Data for this task ->
########
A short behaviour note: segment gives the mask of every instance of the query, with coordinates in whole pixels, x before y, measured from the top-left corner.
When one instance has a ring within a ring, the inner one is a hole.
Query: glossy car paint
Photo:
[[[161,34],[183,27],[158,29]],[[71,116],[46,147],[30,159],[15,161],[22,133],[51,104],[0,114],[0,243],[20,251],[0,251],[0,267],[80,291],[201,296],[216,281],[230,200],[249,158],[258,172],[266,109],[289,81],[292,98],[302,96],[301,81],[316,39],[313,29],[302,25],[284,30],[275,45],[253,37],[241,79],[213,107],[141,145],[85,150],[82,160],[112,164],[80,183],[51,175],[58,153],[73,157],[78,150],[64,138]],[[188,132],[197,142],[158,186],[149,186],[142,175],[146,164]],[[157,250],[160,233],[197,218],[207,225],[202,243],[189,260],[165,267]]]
########
Challenge -> Give back the whole listing above word for word, keeping every line unchanged.

Answer for the task ->
A short behaviour note: segment gives the mask of every instance of the query, with coordinates in whole pixels, x before y, measured from the top-left corner.
When one instance has a ring within a ring, the inner one is a hole.
Query: glossy car paint
Photo:
[[[161,34],[183,27],[158,29]],[[71,116],[46,147],[30,159],[15,161],[22,133],[51,104],[0,114],[0,243],[20,251],[0,251],[0,267],[80,291],[201,296],[216,281],[230,200],[249,158],[258,172],[266,109],[289,81],[292,98],[302,96],[301,81],[316,39],[313,29],[302,25],[284,30],[275,45],[253,37],[241,79],[213,107],[141,145],[85,150],[82,160],[112,164],[80,183],[51,175],[58,153],[73,157],[78,150],[64,138]],[[188,132],[197,142],[158,186],[149,186],[142,175],[146,164]],[[157,250],[160,233],[197,218],[207,225],[202,243],[189,260],[165,267]]]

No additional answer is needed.